__Data provided__
+ + + + + + +

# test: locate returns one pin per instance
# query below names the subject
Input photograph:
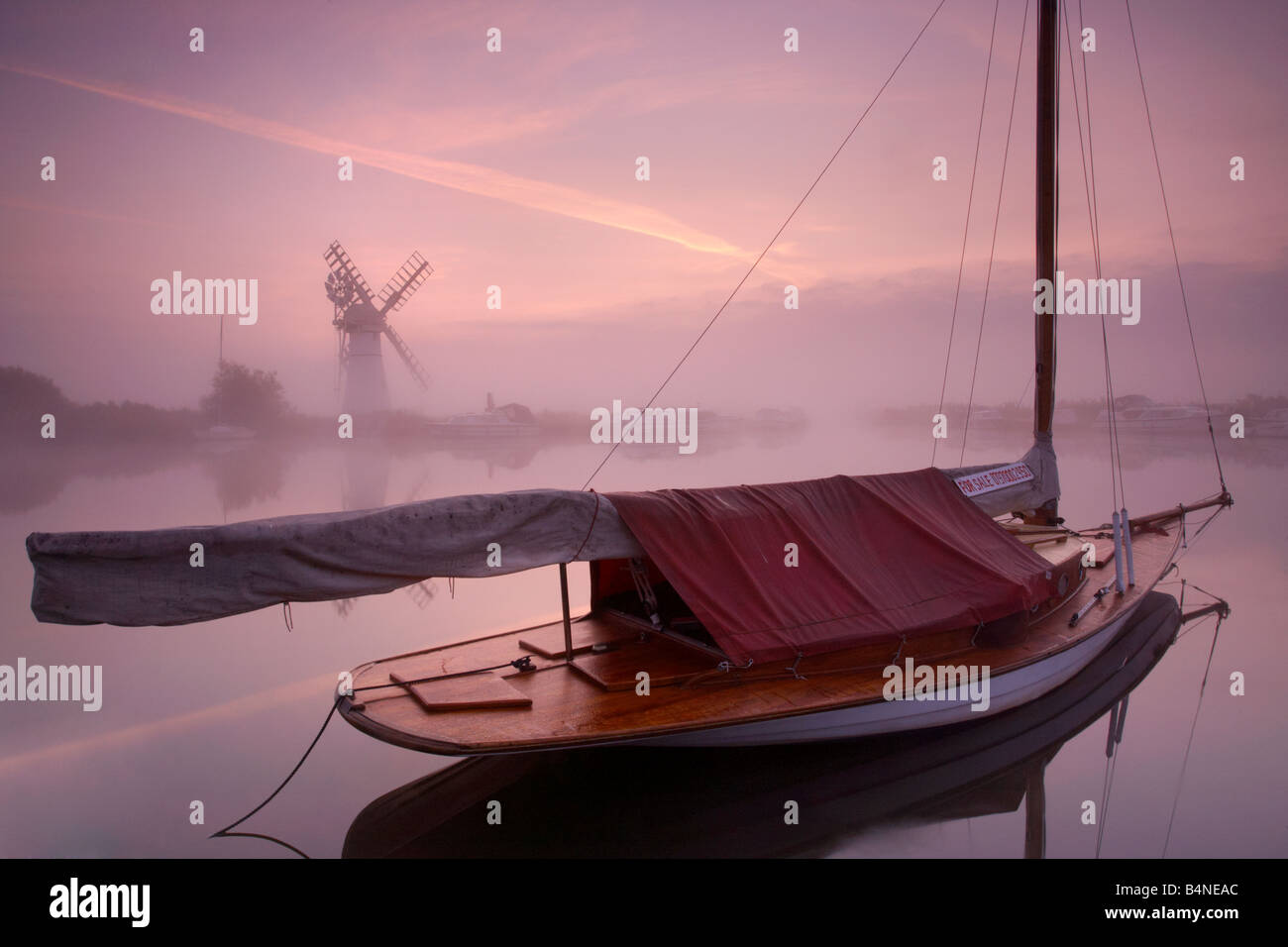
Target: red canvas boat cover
(879, 557)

+ + + + + + +

Reproduce the entries above word for word, leaving out the pictures.

# test: locate returns one pin per instance
# query below names the subject
Input photograph:
Target: red canvas boat cover
(879, 557)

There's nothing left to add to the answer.